▶ [WHAT YOU HAVE TO DO]: Could you please repeat all of the entries exactly as written?
....
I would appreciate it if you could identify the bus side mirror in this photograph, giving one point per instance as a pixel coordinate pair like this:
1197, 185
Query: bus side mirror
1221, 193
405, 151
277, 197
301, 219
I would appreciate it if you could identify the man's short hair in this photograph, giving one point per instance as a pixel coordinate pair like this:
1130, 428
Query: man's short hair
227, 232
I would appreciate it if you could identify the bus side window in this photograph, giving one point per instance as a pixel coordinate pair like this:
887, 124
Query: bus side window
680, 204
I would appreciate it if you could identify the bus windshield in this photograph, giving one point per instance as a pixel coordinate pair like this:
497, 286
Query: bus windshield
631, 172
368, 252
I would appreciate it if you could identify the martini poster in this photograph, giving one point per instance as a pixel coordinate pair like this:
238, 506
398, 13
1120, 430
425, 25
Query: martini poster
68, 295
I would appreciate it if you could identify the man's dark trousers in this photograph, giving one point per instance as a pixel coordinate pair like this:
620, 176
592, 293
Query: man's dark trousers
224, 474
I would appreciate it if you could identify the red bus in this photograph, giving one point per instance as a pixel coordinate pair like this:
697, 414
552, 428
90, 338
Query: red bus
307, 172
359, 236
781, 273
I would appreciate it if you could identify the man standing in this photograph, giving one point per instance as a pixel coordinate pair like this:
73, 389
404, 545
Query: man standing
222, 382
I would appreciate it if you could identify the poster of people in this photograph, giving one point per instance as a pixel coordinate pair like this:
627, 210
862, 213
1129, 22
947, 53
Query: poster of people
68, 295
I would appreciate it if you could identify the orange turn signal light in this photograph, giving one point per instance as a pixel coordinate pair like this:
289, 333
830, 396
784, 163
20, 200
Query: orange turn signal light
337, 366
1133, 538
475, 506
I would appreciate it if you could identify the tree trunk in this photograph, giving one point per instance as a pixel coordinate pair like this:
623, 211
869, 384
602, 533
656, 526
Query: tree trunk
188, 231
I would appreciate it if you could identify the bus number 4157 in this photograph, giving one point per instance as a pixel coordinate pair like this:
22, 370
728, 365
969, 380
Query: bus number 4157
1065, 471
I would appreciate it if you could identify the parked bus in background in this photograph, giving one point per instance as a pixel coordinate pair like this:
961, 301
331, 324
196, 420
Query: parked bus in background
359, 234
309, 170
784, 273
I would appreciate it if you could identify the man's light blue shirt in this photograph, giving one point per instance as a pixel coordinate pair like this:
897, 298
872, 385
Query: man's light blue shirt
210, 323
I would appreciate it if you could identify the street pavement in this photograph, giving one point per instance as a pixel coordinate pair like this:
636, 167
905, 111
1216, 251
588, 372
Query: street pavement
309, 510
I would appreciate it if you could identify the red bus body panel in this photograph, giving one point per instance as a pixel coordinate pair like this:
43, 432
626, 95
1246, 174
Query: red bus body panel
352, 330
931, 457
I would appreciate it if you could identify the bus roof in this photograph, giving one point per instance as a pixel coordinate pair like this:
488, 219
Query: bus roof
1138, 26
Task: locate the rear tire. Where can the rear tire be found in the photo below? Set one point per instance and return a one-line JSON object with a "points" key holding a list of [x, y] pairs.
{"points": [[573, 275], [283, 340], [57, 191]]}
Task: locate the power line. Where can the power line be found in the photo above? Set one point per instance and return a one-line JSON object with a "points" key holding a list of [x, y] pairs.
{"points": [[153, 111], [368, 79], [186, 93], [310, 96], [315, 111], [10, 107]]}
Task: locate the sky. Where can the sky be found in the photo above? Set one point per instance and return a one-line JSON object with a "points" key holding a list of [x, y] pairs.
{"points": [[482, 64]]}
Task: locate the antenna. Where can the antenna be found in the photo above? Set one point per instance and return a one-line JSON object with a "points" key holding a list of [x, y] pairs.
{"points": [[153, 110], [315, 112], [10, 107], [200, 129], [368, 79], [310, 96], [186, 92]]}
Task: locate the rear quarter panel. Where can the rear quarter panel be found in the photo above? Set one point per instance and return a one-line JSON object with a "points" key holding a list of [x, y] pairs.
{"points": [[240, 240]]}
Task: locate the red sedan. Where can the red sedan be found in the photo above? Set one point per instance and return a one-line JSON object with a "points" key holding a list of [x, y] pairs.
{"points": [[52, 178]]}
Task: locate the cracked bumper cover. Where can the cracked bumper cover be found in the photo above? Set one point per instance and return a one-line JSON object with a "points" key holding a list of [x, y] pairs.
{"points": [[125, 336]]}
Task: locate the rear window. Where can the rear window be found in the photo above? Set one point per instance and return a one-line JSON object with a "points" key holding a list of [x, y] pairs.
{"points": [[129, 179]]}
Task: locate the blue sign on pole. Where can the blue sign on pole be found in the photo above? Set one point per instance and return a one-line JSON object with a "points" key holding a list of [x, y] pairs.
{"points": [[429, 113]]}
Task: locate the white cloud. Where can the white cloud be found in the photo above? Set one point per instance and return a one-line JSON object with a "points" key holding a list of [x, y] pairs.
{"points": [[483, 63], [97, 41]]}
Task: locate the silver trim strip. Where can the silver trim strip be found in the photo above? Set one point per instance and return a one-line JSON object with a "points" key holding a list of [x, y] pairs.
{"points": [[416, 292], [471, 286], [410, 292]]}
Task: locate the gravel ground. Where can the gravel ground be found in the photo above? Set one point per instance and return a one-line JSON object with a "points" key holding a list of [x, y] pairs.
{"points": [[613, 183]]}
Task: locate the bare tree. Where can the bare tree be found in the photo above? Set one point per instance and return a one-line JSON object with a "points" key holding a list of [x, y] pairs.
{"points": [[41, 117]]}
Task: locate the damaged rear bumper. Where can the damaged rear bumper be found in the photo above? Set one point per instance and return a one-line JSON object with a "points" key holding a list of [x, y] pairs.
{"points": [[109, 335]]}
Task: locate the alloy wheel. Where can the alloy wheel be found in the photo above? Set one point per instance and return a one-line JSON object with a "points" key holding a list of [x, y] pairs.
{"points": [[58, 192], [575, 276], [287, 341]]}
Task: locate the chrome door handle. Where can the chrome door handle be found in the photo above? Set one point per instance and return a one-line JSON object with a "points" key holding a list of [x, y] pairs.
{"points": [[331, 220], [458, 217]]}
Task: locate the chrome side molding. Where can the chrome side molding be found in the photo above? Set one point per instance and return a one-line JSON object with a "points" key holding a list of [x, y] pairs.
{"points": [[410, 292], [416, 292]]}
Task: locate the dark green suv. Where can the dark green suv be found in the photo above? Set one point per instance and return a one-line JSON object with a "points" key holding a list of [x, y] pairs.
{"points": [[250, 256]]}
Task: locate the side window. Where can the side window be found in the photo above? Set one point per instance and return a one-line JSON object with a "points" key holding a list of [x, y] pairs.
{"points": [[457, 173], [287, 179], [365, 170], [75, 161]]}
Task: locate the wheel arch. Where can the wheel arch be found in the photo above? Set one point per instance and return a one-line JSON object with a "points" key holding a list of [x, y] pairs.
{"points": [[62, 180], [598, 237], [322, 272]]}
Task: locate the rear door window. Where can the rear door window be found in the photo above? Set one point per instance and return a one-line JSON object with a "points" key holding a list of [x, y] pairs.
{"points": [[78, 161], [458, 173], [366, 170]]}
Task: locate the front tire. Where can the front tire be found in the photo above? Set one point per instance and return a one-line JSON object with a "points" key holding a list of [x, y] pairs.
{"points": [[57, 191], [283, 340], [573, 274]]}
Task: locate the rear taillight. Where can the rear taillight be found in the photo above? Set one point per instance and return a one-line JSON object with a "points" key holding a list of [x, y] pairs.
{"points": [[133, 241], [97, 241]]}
....
▶ [OUTPUT FOR THIS EXERCISE]:
I would appreciate it if you could identify the bus side mirror in this photograph, giving one point per instance as a pixel coordinate pair like this:
1197, 185
Query: bus side mirror
1221, 193
405, 151
277, 197
301, 219
I would appreciate it if you could identify the man's short hair in this photograph, giving one point per instance as a pixel coordinate pair like this:
1130, 428
Query: man's short hair
227, 232
I would appreciate it if you could identify the bus side window in this photograph, giving one point per instance as a pixel coordinate pair like this:
887, 124
Query: bus side window
680, 204
I would appreciate it if you could identify the bus windshield in this photograph, giving one point per instance as a pixel coordinate pair like this:
497, 286
Query: bus windshield
631, 172
368, 252
I would appreciate it if you could identify the martini poster in this photograph, giving one point per instance as a pixel coordinate pair like this:
238, 506
398, 13
1120, 430
425, 25
Query: martini poster
68, 295
I would appreciate it if you could identify the man's dark trousers in this photograph, giving one point per instance as a pixel coordinate pair like this:
620, 176
592, 293
Query: man's dark trousers
224, 474
I would appreciate it if you could identify the red bus in this photograph, giving one point per instance as a pixel coordinate pair like this:
697, 414
552, 428
90, 338
Query: red bus
307, 172
359, 236
781, 273
I would appreciate it if you could identify the man standing in this photograph, giving one point per instance as a pixel coordinate pair like this:
73, 389
404, 545
Query: man standing
222, 382
I would appreciate it if you could identify the poster of people in this photograph, giving one point per instance as a pixel coordinate pair like this:
627, 210
862, 213
1129, 22
947, 53
Query: poster of people
68, 295
I would appreciate it if you could identify the orange turn signal light in this photograph, giving one point per instance as a pixel coordinate pair like this:
289, 333
830, 396
784, 163
20, 200
Query: orange turn signal light
337, 366
1133, 538
475, 506
I would appreciate it if you could identify the tree trunk in this photograph, giving one point per instance as a pixel coordinate pair like this:
623, 211
869, 384
602, 533
656, 526
Query: tree trunk
188, 231
I would appreciate it if you could identify the bus number 4157 in this photograph, giving one point per instance as a pixel coordinate pair like this:
22, 370
728, 365
969, 380
Query: bus number 4157
1065, 471
I would appreciate it if you could identify the parked bus in background in this photograph, giving one point per instance as a pixel coordinate pair like this:
961, 301
331, 324
196, 420
Query: parked bus in background
359, 234
309, 170
784, 273
I would appreciate it if you could identify the man's light blue shirt in this photograph, giving one point per instance as a pixel coordinate pair like this:
897, 298
872, 385
Query: man's light blue shirt
210, 323
I would appreciate it if you could identify the street pavement in this photograph, giving one point per instance as a pixel coordinate pair like this:
636, 167
905, 111
1216, 251
588, 372
Query: street pavement
309, 510
I would appreciate it if you could identify the red bus body panel in this photograph, giving one point per instance as a pixel coordinate pair like this:
43, 432
626, 95
1246, 174
Query: red bus body panel
352, 330
931, 457
I would appreciate it if you could identify the bus roof in this photograph, giving one point per instance as a pixel coordinate pair like this:
488, 219
Query: bus roof
1138, 26
Task: locate the rear tire. Where can the rear tire be found in the photo below? Set one point per instance and return a one-line JSON object with a "points" key holding a list of [x, y] pairs.
{"points": [[573, 275], [283, 340], [57, 191]]}
Task: locate the power line. Where can the power line be found in the photo above? Set one point per instance and return a one-line JSON object with a "points" key holding a list of [x, y] pairs.
{"points": [[153, 111], [368, 79], [186, 93], [310, 96], [315, 111], [10, 107]]}
Task: locate the sky. Where can the sky be found in the photo above? Set one point per instance and return a one-line JSON object with a "points" key holding a list of [x, y] pairs.
{"points": [[482, 64]]}
Task: locate the antenna. Where can the antenna be found in the photo above? Set one point per instance and return a one-line JSON object with a "points" key holding a list of [x, y] pairs.
{"points": [[153, 110], [315, 112], [10, 107], [200, 129], [368, 79], [310, 96], [186, 92]]}
Task: locate the rear quarter panel. Where can the rear quarter panel be found in the photo above? Set one point per instance and return a one-line JSON object with a "points" key holding a list of [x, y] pairs.
{"points": [[240, 240]]}
Task: locate the red sedan. Where can the red sedan be found in the photo above? Set one point per instance and return a one-line JSON object with a "points" key holding a list of [x, y] pairs.
{"points": [[52, 178]]}
Task: locate the cracked bumper cover. Where can the cracked bumper cover be found in the photo above? Set one point per instance and return a one-line JSON object with a "points" key holding a list of [x, y] pairs.
{"points": [[125, 336]]}
Task: locate the rear window. Where can the rear window be found in the photo above? Set one point per instance and return a one-line JSON object with a "points" key holding a list of [x, y] pairs.
{"points": [[129, 179]]}
Task: locate the blue sign on pole. Where can the blue sign on pole be found in the photo above? Set one point per instance and return a one-line JSON object with a "points" key holding a list of [x, y] pairs.
{"points": [[429, 113]]}
Task: locate the white cloud. Where can the white cloud be found in the photo above? Set one point per instance and return a one-line JSON object with a "points" key holding a list of [x, y] pairs.
{"points": [[483, 63], [97, 41]]}
Task: locate the silver trim strip. Where can the silver trim strip be found in the photo above? Set one point per instance and return a one-line JSON object with a "points" key holding a list of [x, y] pairs.
{"points": [[416, 292], [471, 286], [410, 292]]}
Task: locate the gravel ground. Where can the gravel ground be found in the photo above? Set one point per instance and return a one-line JSON object with a "points" key holding a list of [x, y] pairs.
{"points": [[613, 183]]}
Task: locate the bare tree. Where can the bare tree be found in the photo above? Set one point per instance and return a one-line JSON object with a "points" key holding a list of [x, y] pairs.
{"points": [[41, 117]]}
Task: locate the damaged rear bumper. Where can the damaged rear bumper be found in the photo above? Set one point per instance and return a one-line JSON object with a "points" key holding a list of [x, y] pairs.
{"points": [[109, 335]]}
Task: locate the alloy wheel. Where can the alloy wheel be found in the photo above? Set one point per instance and return a one-line JSON object with a "points" key holding a list of [x, y] pairs.
{"points": [[58, 192], [575, 276], [287, 341]]}
Task: locate the chrome door handle. Where can the chrome door handle be found in the photo above? Set one point per instance and return a one-line JSON object with a "points" key holding a list of [x, y] pairs.
{"points": [[331, 220], [458, 217]]}
Task: locate the chrome side molding. Where can the chrome side molding be found in the photo above? Set one point per instance and return a one-line JSON object with a "points" key holding a list of [x, y] pairs.
{"points": [[410, 292], [416, 292]]}
Task: locate the dark green suv. Where can the dark green suv be found in the photo above? Set one point per instance and return a one-line JSON object with a "points" key holding a list of [x, y] pairs.
{"points": [[250, 256]]}
Task: locate the side window. Where can the side window be found in the photo above? Set one point per instance and return a one-line JSON object with a "points" key holding a list of [x, y] pairs.
{"points": [[457, 173], [287, 179], [365, 170], [75, 161]]}
Task: locate the wheel arch. Where can the wheel arch be found in the photo above? Set one point per instance and return a one-line JSON object with a "points" key holding a list of [x, y] pairs.
{"points": [[62, 180], [598, 237], [322, 272]]}
Task: locate the rear door window. Where can the rear door window be found in the photo above? Set one point per instance and return a one-line JSON object with a "points" key holding a list of [x, y] pairs.
{"points": [[78, 161], [458, 173], [366, 170]]}
Task: locate the front tire. Where can the front tire be found in the photo above? Set one point per instance and return a one-line JSON object with a "points" key holding a list of [x, y] pairs.
{"points": [[57, 191], [283, 340], [573, 274]]}
Task: locate the rear taillight. Where can the rear taillight be found in the photo above? Set one point per instance and return a one-line JSON object with a "points" key holding a list of [x, y] pairs.
{"points": [[133, 241], [97, 241]]}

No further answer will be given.